Extracted records:
========================================================================

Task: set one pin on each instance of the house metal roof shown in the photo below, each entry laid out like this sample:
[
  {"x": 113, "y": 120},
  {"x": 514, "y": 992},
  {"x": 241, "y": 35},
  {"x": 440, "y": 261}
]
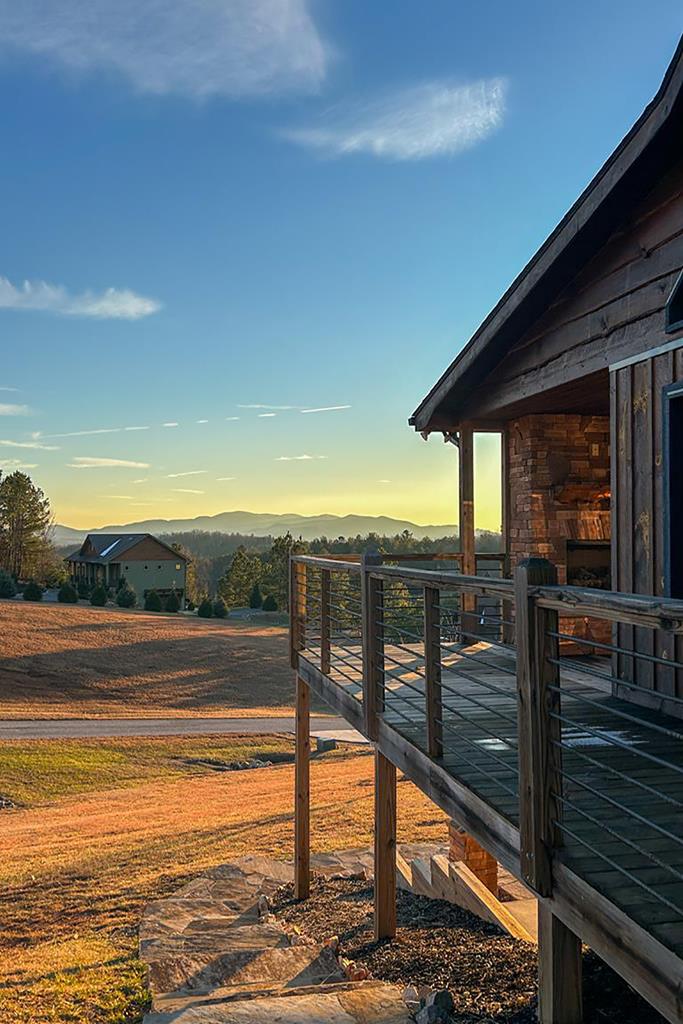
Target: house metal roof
[{"x": 112, "y": 547}]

========================================================================

YOUR GOAL: Reproduce all of the material above word for word, leaving out the pictures.

THE RESPONSE:
Task: set one pin on each instance of the house metal roof shown in the photo below, each entry laid out like this sample:
[
  {"x": 113, "y": 120},
  {"x": 514, "y": 992},
  {"x": 241, "y": 35},
  {"x": 440, "y": 261}
]
Target: house metal roof
[{"x": 112, "y": 547}]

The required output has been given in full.